### Source passage:
· · · · · · ·

Since this is a subject that has been much on my mind lately, I’m going to take another shot at discussing and clarifying the differences between caches and replicas. I’ve written about this before, but I’m going to take a different perspective this time and propose a different distinction.

A replica is supposed to be complete and authoritative. A cache can be incomplete and/or non-authoritative.

I’m using “suppose” here in the almost old-fashioned sense of assume or believe, not demand or require. The assumption or belief might not actually reflect reality. A cache might in fact be complete, while a replica might be incomplete – and probably will be, when factors such as propagation delays and conflict resolution are considered. The important thing is how these two contrary suppositions guide behavior when a client requests data. This distinction is most important in the negative case: if you can’t find a datum in a replica then you proceed as if it doesn’t exist anywhere, but if you can’t find a datum in a cache then you look somewhere else. Here are several other possible distinctions that I think do not work as well.

  • Read/write vs. read-only. CPU caches and NoSQL replicas are usually writable, while web caches and secondary replicas used for Disaster Recovery across a WAN are more often read-only.
  • Hierarchy vs. peer to peer. CPU caches are usually hierarchical with respect to (more authoritative) memory, but treat each other as peers in an SMP system – and don’t forget COMA either. On the flip side, the same NoSQL and DR examples show that both arrangements apply to replicas as well.
  • Increasing performance vs. increasing availability. This is the distinction I tried to make in my previous article, and in practice that distinction often applies to the domain where I made it (see the comments). I’m not backing away from the claim that a cache which fails to improve performance or a replica which fails to improve availability has failed, but either a cache or a replica can serve both purposes so I don’t think it’s the most essential distinction between the two.
  • Pull vs. push. Caches usually pull data from a more authoritative source, while replicas are usually kept up to date by pushing from where data was modified, but counterexamples do exist. Many caches do allow push-based warming, and in the case of a content delivery network there’s probably more pushing than pulling. I’m having trouble thinking of a pull-based replica that’s not really more of a proxy (possibly with a cache attached) but the existence of push-based caches already makes this distinction less essential. One thing that does remain true is that a cache can and will fall back to pulling data for a negative result, while a replica either can’t or won’t.
  • Independent operation. Again, replicas are usually set up so that they can operate independently (i.e. without connection to any other replica) while caches usually are not, but this is not necessarily the case. For example, Coda allowed users to run with a disconnected cache.

Now that I’ve said that some of these differences are inessential, I’m going to incorporate them into two pedagogical examples for further discussion. Let’s say that you’re trying to extend your existing primary data store with either a push-based peer-to-peer replica or a pull-based hierarchical cache at a second site. What are the practical reasons for choosing one or the other? The first issue is going to be capacity. A replica requires capacity roughly equal to that of any other replica; a cache may be similarly sized, but may also and most often will be smaller. While storage is cheap, it does add up and for very large data sets a (nearly) complete replica at the second site might not be an economically feasible option. The second issue is going to be at the intersection of network bandwidth/latency/reliability and consistency. Consider the following two scenarios:

  • For a naively implemented push-based replica, each data write is going to generate cross-site traffic. If the update rate is high, then this is going to force a tradeoff between high costs for high bandwidth vs. low consistency at low bandwidth. You can reduce the cross-site bandwidth by delaying and possibly coalescing or skipping updates, but now you’re moving toward even lower consistency.

· · · · · · ·

### Given entries:
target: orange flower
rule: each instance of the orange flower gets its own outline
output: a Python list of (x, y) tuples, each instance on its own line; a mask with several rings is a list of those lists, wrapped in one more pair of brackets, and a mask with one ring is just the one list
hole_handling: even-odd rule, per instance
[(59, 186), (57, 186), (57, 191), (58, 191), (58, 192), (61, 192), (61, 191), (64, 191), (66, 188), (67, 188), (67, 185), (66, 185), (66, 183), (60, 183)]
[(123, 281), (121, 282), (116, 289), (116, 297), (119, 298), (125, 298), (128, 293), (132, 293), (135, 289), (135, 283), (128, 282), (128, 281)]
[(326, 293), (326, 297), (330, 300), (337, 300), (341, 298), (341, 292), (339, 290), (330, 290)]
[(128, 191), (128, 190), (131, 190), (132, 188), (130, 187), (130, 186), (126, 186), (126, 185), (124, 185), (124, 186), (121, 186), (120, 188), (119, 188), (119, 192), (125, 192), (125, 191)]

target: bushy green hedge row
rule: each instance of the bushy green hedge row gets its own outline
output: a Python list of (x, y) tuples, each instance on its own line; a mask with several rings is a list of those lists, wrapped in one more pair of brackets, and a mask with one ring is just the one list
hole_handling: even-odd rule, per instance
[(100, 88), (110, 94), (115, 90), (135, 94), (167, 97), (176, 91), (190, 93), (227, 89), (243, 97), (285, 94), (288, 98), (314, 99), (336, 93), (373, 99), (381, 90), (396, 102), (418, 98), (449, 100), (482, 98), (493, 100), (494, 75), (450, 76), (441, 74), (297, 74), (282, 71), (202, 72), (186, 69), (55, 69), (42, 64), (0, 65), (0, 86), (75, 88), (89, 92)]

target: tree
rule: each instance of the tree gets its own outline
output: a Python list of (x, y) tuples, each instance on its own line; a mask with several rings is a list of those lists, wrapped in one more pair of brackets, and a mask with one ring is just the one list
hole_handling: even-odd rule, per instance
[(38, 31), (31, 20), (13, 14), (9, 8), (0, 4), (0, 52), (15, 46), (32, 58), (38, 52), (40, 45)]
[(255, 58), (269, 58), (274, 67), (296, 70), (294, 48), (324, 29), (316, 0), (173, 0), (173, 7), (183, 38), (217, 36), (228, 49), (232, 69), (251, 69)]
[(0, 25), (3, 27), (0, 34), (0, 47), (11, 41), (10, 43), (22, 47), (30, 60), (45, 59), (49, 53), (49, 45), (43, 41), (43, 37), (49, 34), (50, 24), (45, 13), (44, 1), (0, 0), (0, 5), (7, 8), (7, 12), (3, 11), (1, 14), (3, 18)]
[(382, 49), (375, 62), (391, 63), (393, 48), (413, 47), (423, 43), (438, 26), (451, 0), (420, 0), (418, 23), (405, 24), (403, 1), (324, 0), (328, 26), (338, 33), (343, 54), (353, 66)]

· · · · · · ·

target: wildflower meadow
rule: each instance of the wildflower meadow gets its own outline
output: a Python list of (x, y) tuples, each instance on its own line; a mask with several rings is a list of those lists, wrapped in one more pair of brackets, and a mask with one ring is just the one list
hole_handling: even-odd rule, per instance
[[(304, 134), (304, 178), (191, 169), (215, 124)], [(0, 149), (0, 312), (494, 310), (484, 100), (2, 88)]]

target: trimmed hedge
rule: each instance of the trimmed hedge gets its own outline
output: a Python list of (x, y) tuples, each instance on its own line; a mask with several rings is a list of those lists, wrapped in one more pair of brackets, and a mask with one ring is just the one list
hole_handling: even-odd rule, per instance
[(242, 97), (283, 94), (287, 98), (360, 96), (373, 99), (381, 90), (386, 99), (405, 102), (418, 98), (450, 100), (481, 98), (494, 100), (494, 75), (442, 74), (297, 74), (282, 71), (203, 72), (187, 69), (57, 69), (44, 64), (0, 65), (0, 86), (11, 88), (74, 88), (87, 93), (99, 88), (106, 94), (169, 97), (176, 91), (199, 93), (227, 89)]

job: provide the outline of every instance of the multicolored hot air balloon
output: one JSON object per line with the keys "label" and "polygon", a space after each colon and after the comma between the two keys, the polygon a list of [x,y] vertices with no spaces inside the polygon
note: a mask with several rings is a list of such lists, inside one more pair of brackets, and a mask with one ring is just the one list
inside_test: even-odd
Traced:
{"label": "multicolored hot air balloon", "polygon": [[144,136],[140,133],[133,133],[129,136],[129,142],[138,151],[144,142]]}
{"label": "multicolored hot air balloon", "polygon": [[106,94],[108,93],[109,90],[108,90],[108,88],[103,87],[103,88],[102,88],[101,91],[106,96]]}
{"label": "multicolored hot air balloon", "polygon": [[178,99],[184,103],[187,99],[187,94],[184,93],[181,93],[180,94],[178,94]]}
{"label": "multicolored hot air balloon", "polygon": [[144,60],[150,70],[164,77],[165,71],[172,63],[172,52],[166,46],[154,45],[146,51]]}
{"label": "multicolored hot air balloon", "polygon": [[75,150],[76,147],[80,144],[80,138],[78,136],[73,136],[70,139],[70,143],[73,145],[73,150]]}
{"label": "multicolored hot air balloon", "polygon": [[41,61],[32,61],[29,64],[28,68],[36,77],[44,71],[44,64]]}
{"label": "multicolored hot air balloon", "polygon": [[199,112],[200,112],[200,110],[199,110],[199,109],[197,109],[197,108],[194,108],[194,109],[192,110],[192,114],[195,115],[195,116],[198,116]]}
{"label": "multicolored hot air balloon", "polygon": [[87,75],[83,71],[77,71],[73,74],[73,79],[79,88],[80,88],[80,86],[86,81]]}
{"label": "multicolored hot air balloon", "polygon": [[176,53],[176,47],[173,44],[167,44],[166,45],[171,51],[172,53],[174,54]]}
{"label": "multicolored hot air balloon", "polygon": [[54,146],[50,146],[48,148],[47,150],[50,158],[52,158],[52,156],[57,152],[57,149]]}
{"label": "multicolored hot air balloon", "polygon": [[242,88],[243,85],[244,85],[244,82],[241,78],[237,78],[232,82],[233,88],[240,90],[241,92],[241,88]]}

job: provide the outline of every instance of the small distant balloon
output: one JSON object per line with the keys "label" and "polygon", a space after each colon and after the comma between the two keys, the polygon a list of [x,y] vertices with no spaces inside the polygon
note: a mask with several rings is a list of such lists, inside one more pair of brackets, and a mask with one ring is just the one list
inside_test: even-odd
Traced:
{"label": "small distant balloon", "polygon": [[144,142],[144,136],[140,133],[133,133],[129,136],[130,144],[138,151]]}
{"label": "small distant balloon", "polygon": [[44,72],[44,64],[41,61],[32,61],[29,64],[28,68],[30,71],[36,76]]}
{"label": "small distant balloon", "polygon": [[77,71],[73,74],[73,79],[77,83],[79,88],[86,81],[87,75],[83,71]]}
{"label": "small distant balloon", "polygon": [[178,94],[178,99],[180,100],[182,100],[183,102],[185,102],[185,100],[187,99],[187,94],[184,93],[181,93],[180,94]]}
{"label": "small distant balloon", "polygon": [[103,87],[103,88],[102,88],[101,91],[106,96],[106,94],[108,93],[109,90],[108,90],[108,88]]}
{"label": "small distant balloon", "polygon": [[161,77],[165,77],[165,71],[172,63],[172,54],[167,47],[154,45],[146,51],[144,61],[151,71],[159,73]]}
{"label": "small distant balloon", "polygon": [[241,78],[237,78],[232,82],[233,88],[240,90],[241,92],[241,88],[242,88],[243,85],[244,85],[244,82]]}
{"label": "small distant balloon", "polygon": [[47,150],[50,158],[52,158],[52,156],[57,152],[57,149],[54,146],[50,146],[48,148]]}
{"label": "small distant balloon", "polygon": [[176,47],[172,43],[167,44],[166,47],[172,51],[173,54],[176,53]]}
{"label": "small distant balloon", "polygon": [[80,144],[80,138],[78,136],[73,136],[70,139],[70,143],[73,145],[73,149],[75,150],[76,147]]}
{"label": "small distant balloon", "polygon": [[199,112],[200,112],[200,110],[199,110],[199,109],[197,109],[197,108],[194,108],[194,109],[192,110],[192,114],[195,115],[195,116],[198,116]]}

· · · · · · ·

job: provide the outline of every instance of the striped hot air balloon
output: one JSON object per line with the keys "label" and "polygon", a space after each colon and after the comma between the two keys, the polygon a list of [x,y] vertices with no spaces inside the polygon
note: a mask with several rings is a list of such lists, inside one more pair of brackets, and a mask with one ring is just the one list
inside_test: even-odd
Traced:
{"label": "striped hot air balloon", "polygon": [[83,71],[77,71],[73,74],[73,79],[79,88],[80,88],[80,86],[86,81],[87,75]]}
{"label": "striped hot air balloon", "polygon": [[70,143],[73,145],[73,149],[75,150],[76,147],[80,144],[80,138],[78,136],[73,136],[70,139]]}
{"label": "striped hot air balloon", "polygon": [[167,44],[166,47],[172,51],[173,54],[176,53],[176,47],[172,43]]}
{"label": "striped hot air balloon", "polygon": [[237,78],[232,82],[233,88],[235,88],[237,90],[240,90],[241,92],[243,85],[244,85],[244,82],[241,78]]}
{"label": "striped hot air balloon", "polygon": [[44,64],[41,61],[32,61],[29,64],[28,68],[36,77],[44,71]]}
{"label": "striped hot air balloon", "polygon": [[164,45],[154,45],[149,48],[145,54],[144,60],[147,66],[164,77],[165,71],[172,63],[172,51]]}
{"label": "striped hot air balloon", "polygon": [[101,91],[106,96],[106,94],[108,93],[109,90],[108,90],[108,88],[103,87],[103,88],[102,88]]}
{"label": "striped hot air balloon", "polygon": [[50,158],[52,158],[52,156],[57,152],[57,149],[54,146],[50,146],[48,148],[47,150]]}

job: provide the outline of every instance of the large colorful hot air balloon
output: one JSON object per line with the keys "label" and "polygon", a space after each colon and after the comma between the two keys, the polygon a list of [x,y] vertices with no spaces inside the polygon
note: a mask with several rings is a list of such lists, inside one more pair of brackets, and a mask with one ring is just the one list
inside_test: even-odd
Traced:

· · · · · · ·

### What is asked:
In the passage on caches and replicas, which system let users run with a disconnected cache? Answer from the passage on caches and replicas alone, not from the entries.

### Output of the exercise:
Coda.